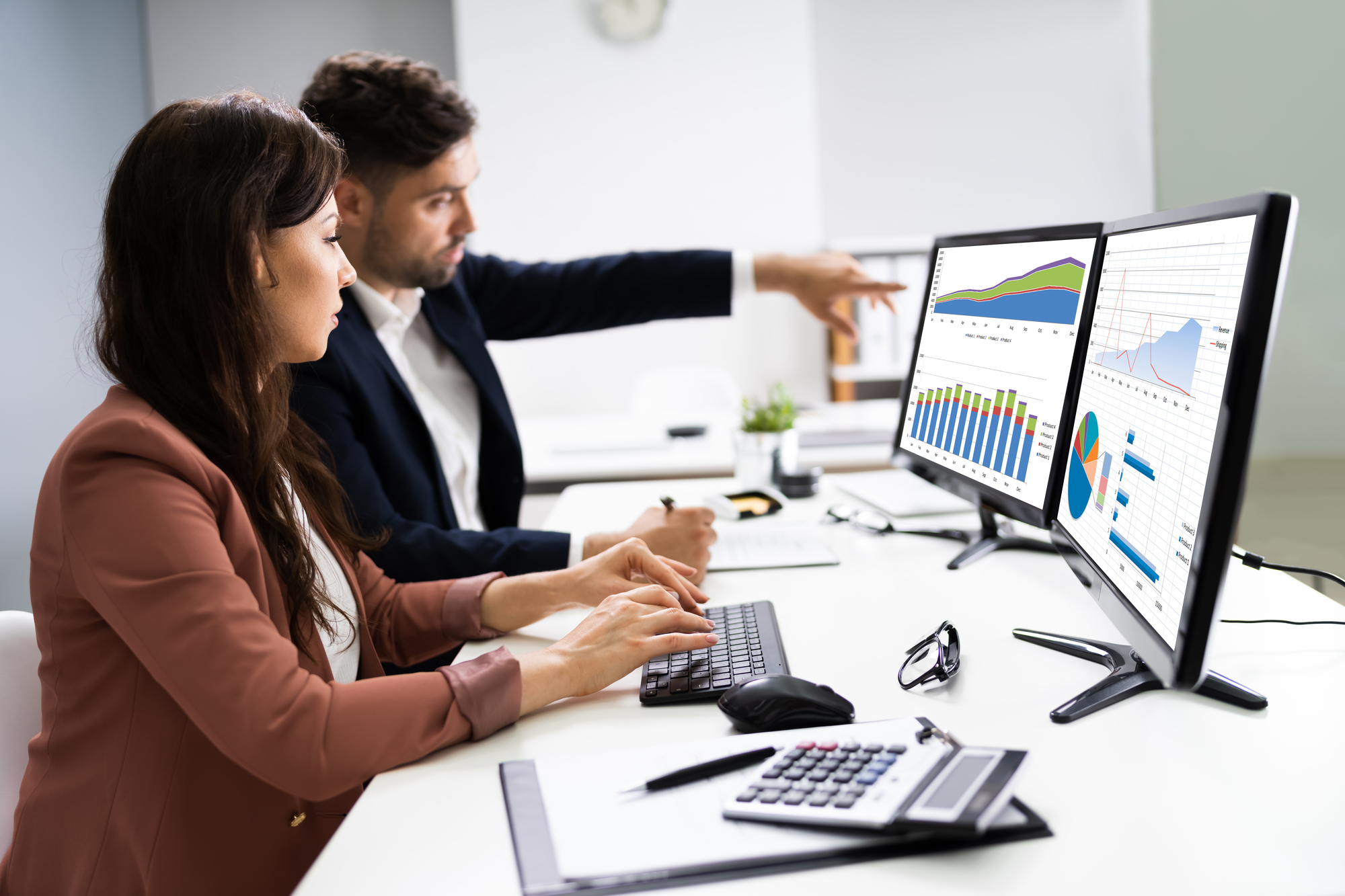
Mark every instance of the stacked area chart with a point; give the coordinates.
(993, 360)
(1152, 392)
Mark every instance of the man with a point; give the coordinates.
(408, 397)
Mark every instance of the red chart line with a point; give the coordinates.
(1149, 329)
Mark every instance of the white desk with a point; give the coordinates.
(1164, 792)
(609, 447)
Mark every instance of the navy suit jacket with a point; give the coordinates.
(384, 455)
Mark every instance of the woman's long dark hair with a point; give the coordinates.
(185, 325)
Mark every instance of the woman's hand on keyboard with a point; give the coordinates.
(618, 637)
(521, 600)
(626, 567)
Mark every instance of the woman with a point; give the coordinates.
(210, 628)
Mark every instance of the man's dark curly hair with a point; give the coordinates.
(391, 114)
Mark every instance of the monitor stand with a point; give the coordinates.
(1129, 677)
(995, 536)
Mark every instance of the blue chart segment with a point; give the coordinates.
(966, 424)
(1136, 557)
(1048, 294)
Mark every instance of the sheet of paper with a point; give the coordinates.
(900, 493)
(599, 831)
(754, 545)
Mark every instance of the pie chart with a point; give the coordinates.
(1083, 464)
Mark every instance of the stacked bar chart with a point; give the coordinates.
(965, 423)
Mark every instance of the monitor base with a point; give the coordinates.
(995, 536)
(1129, 677)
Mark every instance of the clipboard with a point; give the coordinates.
(583, 841)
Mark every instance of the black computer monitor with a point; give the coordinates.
(993, 372)
(1159, 440)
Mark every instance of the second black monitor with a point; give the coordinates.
(995, 365)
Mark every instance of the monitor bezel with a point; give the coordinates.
(960, 483)
(1254, 334)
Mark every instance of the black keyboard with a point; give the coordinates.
(750, 647)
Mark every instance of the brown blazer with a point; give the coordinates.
(188, 745)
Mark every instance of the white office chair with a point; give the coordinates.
(21, 709)
(683, 393)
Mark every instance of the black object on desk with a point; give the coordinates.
(778, 702)
(707, 770)
(750, 647)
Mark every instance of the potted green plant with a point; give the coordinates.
(769, 440)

--

* **ASSIGNED TASK**
Once the pictures are set aside, restate the remaining data above exactly.

* **WRITTEN ANSWER**
Mark every instance of the stacked area chart with a point; give the coordinates.
(993, 360)
(1152, 392)
Mark every instance of the man with a point; give the coordinates.
(408, 397)
Mark every instance of the red chart line with a point; give the coordinates.
(1149, 329)
Mark every instance of the white desk with a point; give the coordinates.
(1164, 792)
(609, 447)
Mark every instance of the navy suit jacket with a point; give the coordinates.
(384, 455)
Mark every instance of the woman's long dark hair with a point; give the coordinates.
(185, 325)
Mark every instance of the woman's hand on keyboard with a point; give the coordinates.
(618, 637)
(521, 600)
(626, 567)
Mark every instance of the woman with a point; give the coordinates.
(210, 628)
Mark every instance of the man's dark curly hair with a point; give the coordinates.
(391, 114)
Mark every instance of the monitor stand with a point; give the coordinates.
(1129, 677)
(995, 536)
Mark every instance of the blue chart segment with a point; give the coordinates.
(966, 424)
(1136, 557)
(1048, 294)
Mark every instance of the sheet of paper with a point; give the coordinates.
(900, 493)
(599, 831)
(754, 545)
Mark every instance of the pie chart with a point; give the coordinates.
(1083, 464)
Mark every instance of the stacked bar chart with a point; give the coordinates.
(965, 423)
Mark every instance of the monitor base with a point; give the coordinates.
(995, 536)
(1129, 677)
Mark every instance of the clipboard with a point; give the coordinates.
(583, 841)
Mark every instance of the black computer monitor with a point; give the coordinates.
(993, 372)
(1159, 440)
Mark every instance of the second black monitor with a point; give the coordinates.
(995, 365)
Mark every instance of the monitor bezel with a point; give the coordinates.
(960, 483)
(1254, 334)
Mark every instance of the black keyboard with a point; give the coordinates.
(750, 647)
Mark every instance of the brown blazer with a point; give the coordinates.
(188, 745)
Mark every instance of the white office chair with a point; give the coordinates.
(21, 709)
(683, 393)
Mark every instance of the black object on desk with a point; give the coordinates.
(778, 702)
(707, 770)
(750, 647)
Mark every instance of the potted green plant with a point; give the coordinates.
(769, 440)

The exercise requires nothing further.